▶ [What the task asks]: Reproduce the data from its first line through the line containing "M332 347L184 442L412 398Z", including both of those lines.

▶ [Exercise data]:
================
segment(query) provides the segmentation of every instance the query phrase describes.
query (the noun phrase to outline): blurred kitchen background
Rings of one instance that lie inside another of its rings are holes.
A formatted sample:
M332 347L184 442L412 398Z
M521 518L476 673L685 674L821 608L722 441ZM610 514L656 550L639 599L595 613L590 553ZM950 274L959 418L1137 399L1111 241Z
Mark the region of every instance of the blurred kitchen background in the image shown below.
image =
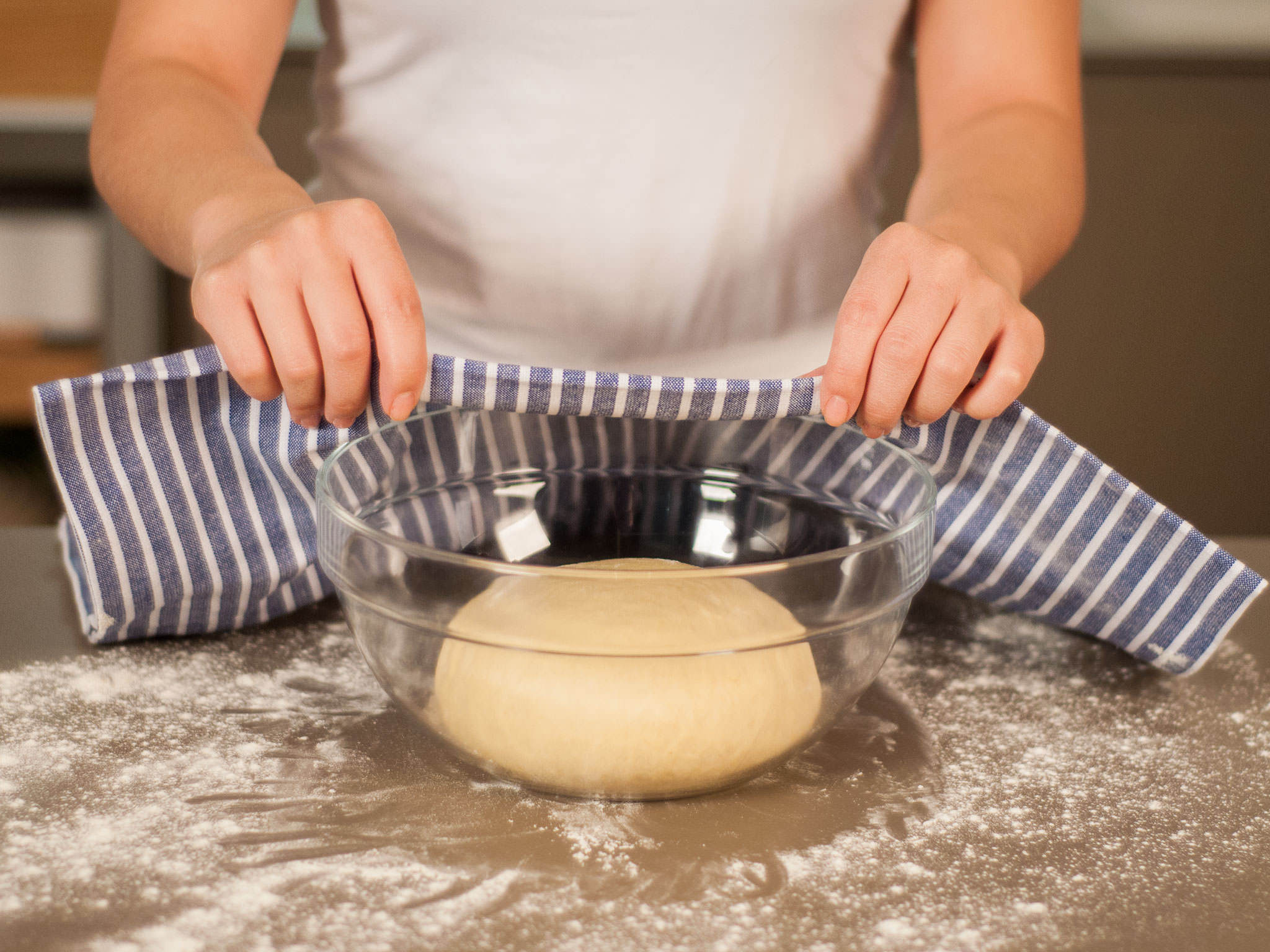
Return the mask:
================
▶ [Exercise result]:
segment(query) provides the segmentation of every instance the query phrase describes.
query (the noun phrase to outline): blurred kitchen background
Rings of one instance that lie inside another of its rings are holes.
A formatted sample:
M332 347L184 442L412 398Z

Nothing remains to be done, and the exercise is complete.